**Work to be completed**
Copy out the part of the records that opens with the line containing "Our client has asked us to pinpoint the grass" and runs through the end of the records, requests included. Offset every coordinate in the answers by adding 82, and leave the numbers in the requests unchanged.

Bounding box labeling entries

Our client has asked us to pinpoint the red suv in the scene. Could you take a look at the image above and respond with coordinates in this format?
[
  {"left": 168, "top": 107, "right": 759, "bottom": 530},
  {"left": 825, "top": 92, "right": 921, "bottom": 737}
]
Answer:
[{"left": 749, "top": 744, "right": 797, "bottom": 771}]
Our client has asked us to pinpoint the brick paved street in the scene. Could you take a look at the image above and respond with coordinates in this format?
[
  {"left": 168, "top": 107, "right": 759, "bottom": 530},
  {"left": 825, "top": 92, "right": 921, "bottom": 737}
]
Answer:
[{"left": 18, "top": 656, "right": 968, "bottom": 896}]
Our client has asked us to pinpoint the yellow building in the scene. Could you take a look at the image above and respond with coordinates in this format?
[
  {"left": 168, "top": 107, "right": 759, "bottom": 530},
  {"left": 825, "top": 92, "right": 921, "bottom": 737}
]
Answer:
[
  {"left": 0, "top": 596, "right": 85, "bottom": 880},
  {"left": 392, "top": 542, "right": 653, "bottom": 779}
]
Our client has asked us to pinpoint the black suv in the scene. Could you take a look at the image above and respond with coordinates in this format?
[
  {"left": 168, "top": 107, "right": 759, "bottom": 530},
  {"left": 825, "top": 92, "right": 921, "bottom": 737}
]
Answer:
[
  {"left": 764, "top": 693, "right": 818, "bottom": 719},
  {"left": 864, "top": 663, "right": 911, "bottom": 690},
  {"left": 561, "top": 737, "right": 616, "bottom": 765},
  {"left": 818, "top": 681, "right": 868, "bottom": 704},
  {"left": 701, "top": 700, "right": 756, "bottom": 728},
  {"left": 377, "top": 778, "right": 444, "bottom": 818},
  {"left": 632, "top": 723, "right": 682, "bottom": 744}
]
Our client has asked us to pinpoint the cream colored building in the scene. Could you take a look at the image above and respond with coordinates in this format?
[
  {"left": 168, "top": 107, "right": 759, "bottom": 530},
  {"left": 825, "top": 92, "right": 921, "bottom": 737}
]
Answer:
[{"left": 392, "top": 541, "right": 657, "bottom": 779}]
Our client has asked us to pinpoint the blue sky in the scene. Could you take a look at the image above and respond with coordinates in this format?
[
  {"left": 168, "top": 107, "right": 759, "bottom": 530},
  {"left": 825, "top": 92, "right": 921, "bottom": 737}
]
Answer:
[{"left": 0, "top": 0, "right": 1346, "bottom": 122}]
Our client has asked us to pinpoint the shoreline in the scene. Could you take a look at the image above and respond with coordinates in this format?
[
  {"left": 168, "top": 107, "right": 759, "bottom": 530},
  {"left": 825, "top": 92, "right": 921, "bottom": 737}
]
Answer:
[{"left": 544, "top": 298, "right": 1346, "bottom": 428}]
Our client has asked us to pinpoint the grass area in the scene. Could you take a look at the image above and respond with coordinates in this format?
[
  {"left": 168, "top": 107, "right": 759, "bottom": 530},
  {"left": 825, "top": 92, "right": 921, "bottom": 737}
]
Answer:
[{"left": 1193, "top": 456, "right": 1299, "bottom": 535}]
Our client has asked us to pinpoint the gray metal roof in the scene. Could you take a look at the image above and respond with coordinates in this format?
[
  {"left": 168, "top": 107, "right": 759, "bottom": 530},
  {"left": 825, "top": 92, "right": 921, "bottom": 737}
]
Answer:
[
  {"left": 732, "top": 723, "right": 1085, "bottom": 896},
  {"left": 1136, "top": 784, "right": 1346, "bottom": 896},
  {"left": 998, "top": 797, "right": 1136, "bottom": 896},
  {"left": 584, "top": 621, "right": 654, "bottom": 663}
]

**Answer below**
Our client has asked us to pinpoint the grass area in the scene. Could you take a look at the image above and respond with coordinates in this format?
[
  {"left": 168, "top": 107, "right": 759, "bottom": 530},
  {"left": 825, "top": 92, "right": 921, "bottom": 737}
]
Answer:
[{"left": 1275, "top": 538, "right": 1381, "bottom": 617}]
Our client has asked us to pinpoint the gray metal roof in the scene. Could you take a look at the image above and respond with coordinates in this format?
[
  {"left": 168, "top": 107, "right": 759, "bottom": 530},
  {"left": 825, "top": 92, "right": 921, "bottom": 737}
]
Answer:
[
  {"left": 814, "top": 805, "right": 1167, "bottom": 978},
  {"left": 1218, "top": 866, "right": 1428, "bottom": 978},
  {"left": 1080, "top": 879, "right": 1218, "bottom": 978},
  {"left": 666, "top": 703, "right": 736, "bottom": 745}
]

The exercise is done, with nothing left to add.